### Task prompt
Pictures are not part of the copy; reproduce the remaining data exactly.
###
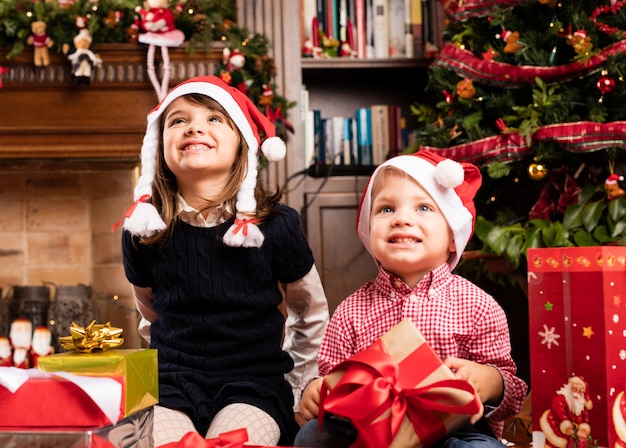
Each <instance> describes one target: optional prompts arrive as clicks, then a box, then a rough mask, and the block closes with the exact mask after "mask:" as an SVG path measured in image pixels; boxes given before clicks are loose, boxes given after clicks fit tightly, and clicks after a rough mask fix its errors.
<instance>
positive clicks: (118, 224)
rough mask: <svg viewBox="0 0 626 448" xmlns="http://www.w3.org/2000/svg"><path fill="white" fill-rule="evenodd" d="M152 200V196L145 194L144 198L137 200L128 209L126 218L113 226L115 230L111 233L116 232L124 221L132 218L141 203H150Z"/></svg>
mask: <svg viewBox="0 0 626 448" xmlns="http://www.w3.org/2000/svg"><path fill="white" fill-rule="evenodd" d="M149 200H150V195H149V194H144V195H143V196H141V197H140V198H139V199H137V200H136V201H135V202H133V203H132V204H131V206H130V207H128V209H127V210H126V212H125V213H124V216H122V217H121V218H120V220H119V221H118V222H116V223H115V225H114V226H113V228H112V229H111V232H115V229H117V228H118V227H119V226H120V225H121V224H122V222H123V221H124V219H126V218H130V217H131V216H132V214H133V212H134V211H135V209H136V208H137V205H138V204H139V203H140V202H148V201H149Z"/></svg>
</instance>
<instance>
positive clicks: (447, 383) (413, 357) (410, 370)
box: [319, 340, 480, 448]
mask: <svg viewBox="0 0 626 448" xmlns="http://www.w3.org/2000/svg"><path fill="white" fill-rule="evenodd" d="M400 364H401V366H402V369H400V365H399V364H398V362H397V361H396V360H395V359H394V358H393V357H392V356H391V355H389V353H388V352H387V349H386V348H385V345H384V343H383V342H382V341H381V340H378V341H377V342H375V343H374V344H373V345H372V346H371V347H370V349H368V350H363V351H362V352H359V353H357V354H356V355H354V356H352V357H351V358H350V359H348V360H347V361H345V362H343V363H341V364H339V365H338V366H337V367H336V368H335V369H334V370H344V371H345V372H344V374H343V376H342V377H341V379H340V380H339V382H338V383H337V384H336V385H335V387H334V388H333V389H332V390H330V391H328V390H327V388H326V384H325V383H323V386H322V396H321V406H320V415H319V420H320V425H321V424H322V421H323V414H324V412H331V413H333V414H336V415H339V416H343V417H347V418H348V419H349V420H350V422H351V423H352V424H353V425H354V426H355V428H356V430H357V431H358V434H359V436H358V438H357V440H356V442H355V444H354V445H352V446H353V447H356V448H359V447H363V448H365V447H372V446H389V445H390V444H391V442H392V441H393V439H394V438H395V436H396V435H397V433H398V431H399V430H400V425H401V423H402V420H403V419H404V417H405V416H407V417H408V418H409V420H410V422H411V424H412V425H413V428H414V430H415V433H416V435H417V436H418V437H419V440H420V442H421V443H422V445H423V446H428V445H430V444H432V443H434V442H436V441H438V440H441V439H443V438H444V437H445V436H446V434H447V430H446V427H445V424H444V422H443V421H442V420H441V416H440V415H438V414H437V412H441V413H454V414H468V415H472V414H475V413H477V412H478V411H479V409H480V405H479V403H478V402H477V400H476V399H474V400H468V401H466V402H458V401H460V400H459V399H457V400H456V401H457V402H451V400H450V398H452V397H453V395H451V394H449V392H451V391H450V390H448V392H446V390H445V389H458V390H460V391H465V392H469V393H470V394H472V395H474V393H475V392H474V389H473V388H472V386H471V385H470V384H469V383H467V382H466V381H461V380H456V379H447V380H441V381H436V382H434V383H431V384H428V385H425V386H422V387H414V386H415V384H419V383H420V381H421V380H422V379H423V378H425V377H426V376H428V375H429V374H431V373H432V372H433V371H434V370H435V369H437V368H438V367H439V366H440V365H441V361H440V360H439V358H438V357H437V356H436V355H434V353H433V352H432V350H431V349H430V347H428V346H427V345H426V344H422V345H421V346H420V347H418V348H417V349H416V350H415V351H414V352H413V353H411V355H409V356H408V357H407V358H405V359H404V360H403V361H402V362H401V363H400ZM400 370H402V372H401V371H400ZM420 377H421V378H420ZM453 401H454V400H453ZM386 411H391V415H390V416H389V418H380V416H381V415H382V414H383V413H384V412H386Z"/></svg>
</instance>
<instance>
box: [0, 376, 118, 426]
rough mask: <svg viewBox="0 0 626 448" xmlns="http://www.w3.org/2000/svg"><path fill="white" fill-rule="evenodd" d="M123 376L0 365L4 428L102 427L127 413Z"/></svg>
###
### Answer to the problem
Each <instance> describes one target: optional prompts arrive as clicks, then a box, then a rough mask, and the block closes with the exact mask after "mask:" as an SVG path measured in image pixels; boxes given before clicks are loose, boxes given after clicks fit tightly, and clicks after a rough mask fix its errors.
<instance>
positive clicks: (118, 224)
rough mask: <svg viewBox="0 0 626 448" xmlns="http://www.w3.org/2000/svg"><path fill="white" fill-rule="evenodd" d="M152 200V196L145 194L144 198L137 200L128 209L126 218L113 226L115 230L111 233L116 232L124 221L132 218L141 203H150Z"/></svg>
mask: <svg viewBox="0 0 626 448" xmlns="http://www.w3.org/2000/svg"><path fill="white" fill-rule="evenodd" d="M149 200H150V195H149V194H144V195H143V196H141V197H140V198H139V199H137V200H136V201H135V202H133V203H132V204H131V206H130V207H128V209H127V210H126V212H125V213H124V216H122V217H121V218H120V220H119V221H118V222H116V223H115V225H114V226H113V228H112V229H111V232H115V229H117V228H118V227H119V226H120V225H121V224H122V222H123V221H124V219H126V218H130V217H131V216H132V214H133V212H134V211H135V209H136V208H137V205H138V204H139V203H140V202H148V201H149Z"/></svg>
</instance>
<instance>
positive clicks: (447, 383) (413, 357) (410, 370)
box: [319, 340, 480, 448]
mask: <svg viewBox="0 0 626 448" xmlns="http://www.w3.org/2000/svg"><path fill="white" fill-rule="evenodd" d="M400 364H401V366H402V369H400V365H399V364H398V362H397V361H396V360H395V359H394V358H393V357H392V356H391V355H389V353H388V352H387V349H386V348H385V345H384V343H383V342H382V341H381V340H378V341H377V342H375V343H374V344H373V345H372V346H371V347H370V349H368V350H363V351H362V352H359V353H357V354H356V355H354V356H352V357H351V358H350V359H348V360H347V361H345V362H343V363H341V364H339V365H338V366H337V367H336V368H335V369H334V370H344V371H345V372H344V374H343V376H342V377H341V379H340V380H339V382H338V383H337V384H336V385H335V387H334V388H333V389H332V390H330V391H328V390H327V388H326V384H325V383H323V386H322V396H321V406H320V415H319V420H320V425H321V424H322V421H323V414H324V412H331V413H333V414H336V415H339V416H343V417H347V418H348V419H349V420H350V422H351V423H352V424H353V425H354V426H355V428H356V430H357V431H358V434H359V436H358V438H357V440H356V442H355V444H354V445H352V446H353V447H356V448H359V447H363V448H365V447H372V446H389V445H390V444H391V442H392V441H393V439H394V438H395V436H396V435H397V433H398V431H399V430H400V425H401V423H402V420H403V419H404V417H405V416H407V417H408V418H409V420H410V422H411V424H412V425H413V428H414V430H415V433H416V435H417V436H418V437H419V440H420V442H421V443H422V445H423V446H428V445H430V444H432V443H434V442H436V441H438V440H441V439H443V438H444V437H445V436H446V434H447V430H446V427H445V424H444V422H443V421H442V420H441V416H440V415H438V414H437V412H441V413H454V414H468V415H472V414H475V413H477V412H478V411H479V409H480V405H479V403H478V402H477V400H476V399H474V400H468V401H466V402H458V401H460V400H459V399H457V400H456V401H457V402H451V400H450V398H452V397H453V395H451V394H449V392H451V391H450V390H448V392H446V390H445V389H458V390H460V391H465V392H469V393H470V394H472V395H474V393H475V392H474V389H473V388H472V386H471V385H470V384H469V383H467V382H466V381H461V380H456V379H447V380H441V381H436V382H434V383H431V384H428V385H425V386H422V387H414V386H415V384H419V383H420V381H421V380H422V379H423V378H425V377H426V376H428V375H429V374H431V373H432V372H433V371H434V370H435V369H437V368H438V367H439V366H440V365H441V361H440V360H439V358H438V357H437V356H436V355H434V353H433V352H432V350H431V349H430V347H428V346H427V345H426V344H422V345H421V346H420V347H418V348H417V349H416V350H415V351H414V352H413V353H411V355H409V356H408V357H407V358H405V359H404V360H403V361H402V362H401V363H400ZM400 370H402V372H401V371H400ZM420 377H421V378H420ZM453 401H454V400H453ZM386 411H391V415H390V416H389V418H380V416H381V415H382V414H383V413H384V412H386Z"/></svg>
</instance>
<instance>
box: [0, 376, 118, 426]
rough mask: <svg viewBox="0 0 626 448" xmlns="http://www.w3.org/2000/svg"><path fill="white" fill-rule="evenodd" d="M123 376L0 365L4 428L102 427L127 413Z"/></svg>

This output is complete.